**Requisitos**
(1) Reproduzca fielmente el pasaje del fragmento sobre la pérdida de apoyo de Obama que comienza en "Soledad Loaeza /" y termina en "problemas del país.".
(2) Según el fragmento sobre la pérdida de apoyo de Obama, ¿qué resultado prevé la mayoría de los comentaristas para las elecciones legislativas de noviembre?

**Fragmento para leer**

**********

Soledad Loaeza / La Jornada
La última edición de la revista The Economist observa la pérdida de apoyo del presidente Obama en la opinión pública y el creciente descontento que han disparado el desempleo, que no ha logrado vencer, y la crisis del derrame petrolero en el Golfo de México. Tanto se ha deteriorado el clima favorable al presidente de Estados Unidos que la mayoría de los comentaristas apunta a una probable derrota de los demócratas en las elecciones legislativas del próximo mes de noviembre. No obstante, al examinar el desarrollo del Partido Republicano desde el fracaso de 2008, el editorial de The Economist señala que la derecha no es una alternativa al Partido Demócrata mientras se inspire más en la ira de la opinión pública que en ideas atractivas e imaginativas para enfrentar los problemas del país.

**********

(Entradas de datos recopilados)
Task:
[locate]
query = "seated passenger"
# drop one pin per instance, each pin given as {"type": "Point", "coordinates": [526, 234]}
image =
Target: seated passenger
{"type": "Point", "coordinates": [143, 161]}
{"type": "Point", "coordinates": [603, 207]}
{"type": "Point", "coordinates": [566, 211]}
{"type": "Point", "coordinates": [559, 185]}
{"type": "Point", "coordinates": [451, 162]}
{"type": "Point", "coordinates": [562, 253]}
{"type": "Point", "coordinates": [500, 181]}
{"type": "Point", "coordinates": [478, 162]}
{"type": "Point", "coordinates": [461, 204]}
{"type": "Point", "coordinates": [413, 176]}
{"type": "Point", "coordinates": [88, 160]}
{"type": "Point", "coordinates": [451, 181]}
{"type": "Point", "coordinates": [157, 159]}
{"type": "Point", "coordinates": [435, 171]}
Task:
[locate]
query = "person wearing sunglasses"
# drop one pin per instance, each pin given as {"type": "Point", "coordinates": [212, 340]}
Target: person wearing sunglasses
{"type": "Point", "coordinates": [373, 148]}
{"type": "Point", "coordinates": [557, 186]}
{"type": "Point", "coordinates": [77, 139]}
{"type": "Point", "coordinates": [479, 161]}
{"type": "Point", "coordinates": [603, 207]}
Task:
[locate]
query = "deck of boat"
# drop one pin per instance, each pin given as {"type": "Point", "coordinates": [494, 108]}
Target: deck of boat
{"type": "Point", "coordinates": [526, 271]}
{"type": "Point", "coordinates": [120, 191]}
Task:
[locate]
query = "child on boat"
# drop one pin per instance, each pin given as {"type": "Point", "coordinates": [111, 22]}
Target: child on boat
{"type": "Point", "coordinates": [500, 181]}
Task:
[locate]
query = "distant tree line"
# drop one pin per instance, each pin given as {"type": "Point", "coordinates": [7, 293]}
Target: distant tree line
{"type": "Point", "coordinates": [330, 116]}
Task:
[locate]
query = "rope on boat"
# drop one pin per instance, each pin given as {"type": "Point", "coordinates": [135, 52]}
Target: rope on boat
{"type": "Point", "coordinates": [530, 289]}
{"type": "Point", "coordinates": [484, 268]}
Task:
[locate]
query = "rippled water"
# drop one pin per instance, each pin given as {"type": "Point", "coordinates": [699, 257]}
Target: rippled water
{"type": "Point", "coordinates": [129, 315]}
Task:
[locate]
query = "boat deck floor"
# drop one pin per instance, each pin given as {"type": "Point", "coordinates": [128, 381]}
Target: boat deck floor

**********

**Ejercicio resuelto**
(1)
Soledad Loaeza / La Jornada
La última edición de la revista The Economist observa la pérdida de apoyo del presidente Obama en la opinión pública y el creciente descontento que han disparado el desempleo, que no ha logrado vencer, y la crisis del derrame petrolero en el Golfo de México. Tanto se ha deteriorado el clima favorable al presidente de Estados Unidos que la mayoría de los comentaristas apunta a una probable derrota de los demócratas en las elecciones legislativas del próximo mes de noviembre. No obstante, al examinar el desarrollo del Partido Republicano desde el fracaso de 2008, el editorial de The Economist señala que la derecha no es una alternativa al Partido Demócrata mientras se inspire más en la ira de la opinión pública que en ideas atractivas e imaginativas para enfrentar los problemas del país.

(2) Una probable derrota de los demócratas.